| GIVEN PASSAGE |
+++
[#3986] Re: Principle of least effort -- another Ruby virtue. — Andrew Hunt <andy@...>

> Principle of Least Effort.

14 messages 2000/07/14

[#4043] What are you using Ruby for? — Dave Thomas <Dave@...>

16 messages 2000/07/16

[#4139] Facilitating Ruby self-propagation with the rig-it autopolymorph application. — Conrad Schneiker <schneik@...>

Hi,

11 messages 2000/07/20

[ruby-talk:04239] Re: @ variables not updated within method?

From: Hugh Sasse Staff Elec Eng <hgs@...>
Date: 2000-07-27 18:01:24 UTC
List: ruby-talk #4239
On 27 Jul 2000, Dave Thomas wrote:

> Hugh Sasse Staff Elec Eng <hgs@dmu.ac.uk> writes:
> 
> > I have a program, too large to post here, and an object in it with a
> > variable:
> > 
> > @chunks = Hash.new([])
+++
| WHAT THIS EXERCISE ASKS |
1/ Repeat word for word the part of the ruby-talk archive excerpt starting with "14 messages 2000/07/14" and going on through "updated within method?".
2/ Please write what comes next in the ruby-talk archive excerpt, picking up right after its last line.

(Records from a dataset)
+++
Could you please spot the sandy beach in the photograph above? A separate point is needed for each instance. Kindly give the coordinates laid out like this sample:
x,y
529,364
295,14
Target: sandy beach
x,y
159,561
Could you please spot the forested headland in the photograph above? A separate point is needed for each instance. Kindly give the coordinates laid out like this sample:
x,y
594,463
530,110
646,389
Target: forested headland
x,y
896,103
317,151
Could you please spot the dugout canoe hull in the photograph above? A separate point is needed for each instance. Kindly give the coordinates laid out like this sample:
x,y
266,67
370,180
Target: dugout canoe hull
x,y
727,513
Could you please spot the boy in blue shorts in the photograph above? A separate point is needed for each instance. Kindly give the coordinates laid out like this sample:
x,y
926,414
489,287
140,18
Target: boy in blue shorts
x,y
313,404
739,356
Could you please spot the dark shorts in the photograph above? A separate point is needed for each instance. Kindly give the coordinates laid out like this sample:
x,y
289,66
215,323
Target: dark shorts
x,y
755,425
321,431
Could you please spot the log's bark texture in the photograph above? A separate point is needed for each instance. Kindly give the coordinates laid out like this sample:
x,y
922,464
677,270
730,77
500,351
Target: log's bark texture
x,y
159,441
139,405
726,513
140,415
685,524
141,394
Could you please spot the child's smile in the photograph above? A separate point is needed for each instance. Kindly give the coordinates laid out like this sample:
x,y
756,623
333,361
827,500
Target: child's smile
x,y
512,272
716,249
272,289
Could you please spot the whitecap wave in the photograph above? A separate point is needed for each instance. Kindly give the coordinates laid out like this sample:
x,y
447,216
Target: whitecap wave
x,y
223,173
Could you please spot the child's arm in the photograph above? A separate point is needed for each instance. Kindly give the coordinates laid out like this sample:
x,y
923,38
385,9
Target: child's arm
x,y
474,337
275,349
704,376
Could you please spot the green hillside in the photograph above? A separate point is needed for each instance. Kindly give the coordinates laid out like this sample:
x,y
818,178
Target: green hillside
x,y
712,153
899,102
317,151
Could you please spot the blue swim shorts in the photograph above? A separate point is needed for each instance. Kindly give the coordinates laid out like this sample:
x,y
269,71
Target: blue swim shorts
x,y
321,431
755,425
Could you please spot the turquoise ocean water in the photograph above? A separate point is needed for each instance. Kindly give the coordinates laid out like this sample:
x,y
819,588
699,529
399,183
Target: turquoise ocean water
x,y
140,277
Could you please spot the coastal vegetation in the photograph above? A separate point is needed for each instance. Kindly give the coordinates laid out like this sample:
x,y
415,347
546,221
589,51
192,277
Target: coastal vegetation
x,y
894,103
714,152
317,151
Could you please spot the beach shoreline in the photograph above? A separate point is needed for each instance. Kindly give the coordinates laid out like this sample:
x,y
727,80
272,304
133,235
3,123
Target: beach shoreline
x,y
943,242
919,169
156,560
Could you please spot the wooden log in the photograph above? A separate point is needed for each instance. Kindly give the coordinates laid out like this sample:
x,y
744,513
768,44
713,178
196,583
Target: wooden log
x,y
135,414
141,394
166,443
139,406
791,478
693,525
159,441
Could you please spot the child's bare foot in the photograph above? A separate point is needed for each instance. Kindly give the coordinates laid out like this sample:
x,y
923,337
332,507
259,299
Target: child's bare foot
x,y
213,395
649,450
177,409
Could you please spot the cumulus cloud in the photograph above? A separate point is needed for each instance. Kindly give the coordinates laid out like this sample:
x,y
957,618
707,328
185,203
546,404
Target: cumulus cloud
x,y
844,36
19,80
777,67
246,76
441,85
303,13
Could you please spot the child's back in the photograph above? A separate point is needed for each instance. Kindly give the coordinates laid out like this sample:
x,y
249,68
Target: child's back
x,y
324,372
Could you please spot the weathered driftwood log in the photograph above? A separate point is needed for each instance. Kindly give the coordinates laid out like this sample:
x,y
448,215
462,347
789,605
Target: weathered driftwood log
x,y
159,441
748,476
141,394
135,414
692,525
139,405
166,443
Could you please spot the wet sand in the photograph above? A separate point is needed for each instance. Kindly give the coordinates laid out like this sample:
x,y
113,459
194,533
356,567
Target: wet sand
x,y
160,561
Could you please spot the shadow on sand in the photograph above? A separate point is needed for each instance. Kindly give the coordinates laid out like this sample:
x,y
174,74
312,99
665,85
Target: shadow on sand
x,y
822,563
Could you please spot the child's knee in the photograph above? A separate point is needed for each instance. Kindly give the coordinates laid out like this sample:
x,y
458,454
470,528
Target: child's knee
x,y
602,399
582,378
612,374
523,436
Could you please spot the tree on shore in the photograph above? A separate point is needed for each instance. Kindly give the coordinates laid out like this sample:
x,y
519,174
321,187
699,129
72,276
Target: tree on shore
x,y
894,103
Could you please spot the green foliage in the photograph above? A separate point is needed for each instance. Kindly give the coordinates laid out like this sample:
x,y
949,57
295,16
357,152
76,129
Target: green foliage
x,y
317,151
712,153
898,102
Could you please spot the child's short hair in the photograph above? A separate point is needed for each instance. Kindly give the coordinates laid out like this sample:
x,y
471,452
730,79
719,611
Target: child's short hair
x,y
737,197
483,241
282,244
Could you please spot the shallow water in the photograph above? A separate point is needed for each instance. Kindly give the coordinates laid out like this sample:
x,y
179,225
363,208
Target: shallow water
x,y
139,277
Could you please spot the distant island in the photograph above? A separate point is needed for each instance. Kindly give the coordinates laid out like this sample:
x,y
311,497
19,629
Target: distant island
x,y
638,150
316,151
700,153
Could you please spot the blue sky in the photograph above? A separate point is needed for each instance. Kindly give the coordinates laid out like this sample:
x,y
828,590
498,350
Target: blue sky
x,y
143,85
+++
| RESULTS OF THE TASKS |
1/
14 messages 2000/07/14

[#4043] What are you using Ruby for? — Dave Thomas <Dave@...>

16 messages 2000/07/16

[#4139] Facilitating Ruby self-propagation with the rig-it autopolymorph application. — Conrad Schneiker <schneik@...>

Hi,

11 messages 2000/07/20

[ruby-talk:04239] Re: @ variables not updated within method?

2/
> 
> What this does is to set the default value for any unknown keys at an
> empty array. It will be the same array for any missing key.

Aha, that it why I am getting them all the same!
> 
>   fred = Hash.new([])		# => {}
>   fred['dave']		        # => []
>   fred['hugh']	          	# => []
>   fred['dave'][0] = 'hello'	# => "hello"
>   fred['hugh']                  # => ["hello"]   !!!
> 
> 
> But - having done this, I still haven't actually created any members
> in the hash-all I've done is access the default value:
> 
>   fred.inspect                  # => "{}"
> 
> Unlike Perl, Ruby doesn't automagically create the sub-arrays the
> first time you reference one. You could do it by subclassing Hash, or

OK, I'll be a bit more careful about that.

> by writing something like:
> 
>   fred = {}
> 
>   fred['hugh'] ||= []           # create entry if none there
> 

Hmm, that is cunning.  :-) 

>   fred['hugh'][0] = 'hello'
> 
>   fred                          # {"hugh"=>["hello"]}
> 
> 
> Did this make sense? I'm on the wrong side of the sleep curve at the
> moment ;-)

It was spot on. thank you.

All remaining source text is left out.